- [Excerpted text]:
___
Cultural studies encourages researchers to interrogate exclusionary practices. Historically, U.S. modern Greek studies have privileged the study of Greece at the expense of diaspora studies and early on resisted the inclusion of Greek immigration and diaspora in their scope—a situation that for some time now the MGSA has been taking steps to address.
I place my talk within this framework in the context of the Greek language classroom. I see it as yet another occasion to advocate a closer interconnection between the two fields, redressing what I see as an artificial boundary between modern Greek and transnational diaspora studies. To follow the cultural studies perspective, this talk is a text participating in the discourse about the boundaries of modern Greek studies, a field which I see as inherently transnational.
I start with Karen Van Dyck’s work entitled The Language Question and the Diaspora (2009).Van Dyck considers the role of several prominent diaspora figures—Adamantios Korais, Dionysios Solomos, Ioannis Psycharis, among others—on the Greek language question. She notes the contrast between the multilingualism of these authors and their belief about the necessity of a national language. They maintained “that a unified language would help to bring about a unified nation and make possible a greater Greece” (191). But the position of these multilingual speakers reveals not only “concern for what kind of Greek a Greek should write … but also about their own insecurities over their own hybrid Greek” (193).
Confronted with a situation when polyglot subjects desire a monoglot Greece, Van Dyck concludes her essay with a point about the task of literary criticism. She alerts scholars “to read texts not only for what they say, but how they say it. Even when the explicit message seems quite rigid and nationalistic,” she writes, “the diasporic multilingualism of these diasporic texts suggests a sensitivity and an openness to change” (196). Diaspora linguistic hybridity presents the prospect of a subject not fully constituted by national ideology.
It is of relevance for my purposes here to think about Van Dyck’s insights—with some poetic license—in relation to our modern Greek language classroom, and in reference, first, to our heritage learners. If we were to talk to the students about their motivation to study Greek while asking them to use all the linguistic registers they have in their disposal we would most likely experience a mixture: Greeklish as the result of their exposure to two languages; vocabularies and grammars of regional dialects connected with family histories; passages of koine due to exposure to the Greek Orthodoxy liturgy and Sunday school; and probably fragments of Greek as it was spoken in the 1950s and 1960s. If we were to include Cypriot students, they would have contributed additional layers of linguistic diversity. If in this exercise we notice students display some hesitation or an apologetic tone about their Greek, it might be that they often feel defensive about this heteroglossia. National discourses of Greek identity render them less Greek—they are aware of being subjected to this devaluation. This is to say that we will be entering the political space of language intersecting with identity.
To listen to how students express their interest in the national language is to recognize their embeddedness in diasporic histories, experiences, and feelings. It is the recognition of this diasporic dimension in their lives that I wish to place at the center of the discussion. How might this centering affect the content and practices of curriculum design and pedagogy in our classes?
___
- [Data rows]:
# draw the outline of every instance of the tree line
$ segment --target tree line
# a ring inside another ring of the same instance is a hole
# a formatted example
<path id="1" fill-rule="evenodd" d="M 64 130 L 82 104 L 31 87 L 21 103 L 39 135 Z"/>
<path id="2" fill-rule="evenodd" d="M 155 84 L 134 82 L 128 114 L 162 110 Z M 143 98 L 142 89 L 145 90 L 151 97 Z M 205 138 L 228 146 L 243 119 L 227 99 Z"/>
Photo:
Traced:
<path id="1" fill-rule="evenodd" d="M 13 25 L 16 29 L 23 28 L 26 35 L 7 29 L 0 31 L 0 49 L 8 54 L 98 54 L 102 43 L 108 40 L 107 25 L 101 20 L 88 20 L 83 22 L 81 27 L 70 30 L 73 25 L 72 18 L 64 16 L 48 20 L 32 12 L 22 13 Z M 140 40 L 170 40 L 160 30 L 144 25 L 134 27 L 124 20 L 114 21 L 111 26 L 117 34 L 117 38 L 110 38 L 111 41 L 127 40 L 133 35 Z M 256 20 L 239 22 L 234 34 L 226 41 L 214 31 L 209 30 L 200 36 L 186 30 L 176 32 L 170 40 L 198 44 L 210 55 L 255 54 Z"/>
___
- [What you will do]:
• A. In the excerpt on modern Greek studies and diaspora, which linguistic registers would heritage learners most likely bring when asked to use all the ones at their disposal? List them all.
• B. Does the excerpt on modern Greek studies and diaspora support each statement below? Answer yes or no, and quote the words that decide it.
(i) Van Dyck's work on the language question and the diaspora dates from 2009.
(ii) The multilingual diaspora figures believed a national language was unnecessary.
(iii) The author regards modern Greek studies as an inherently national field.
• C. According to the excerpt on modern Greek studies and diaspora, what did the diaspora figures maintain a unified language would help bring about?

- [Task-by-task solutions]:
• A.
- Greeklish
- Vocabularies and grammars of regional dialects connected with family histories
- Passages of koine from exposure to the Greek Orthodoxy liturgy and Sunday school
- Fragments of Greek as it was spoken in the 1950s and 1960s

• B.
(i) Yes: "The Language Question and the Diaspora (2009)"
(ii) No: "their belief about the necessity of a national language"
(iii) No: "a field which I see as inherently transnational"

• C. A unified nation, and the possibility of a greater Greece.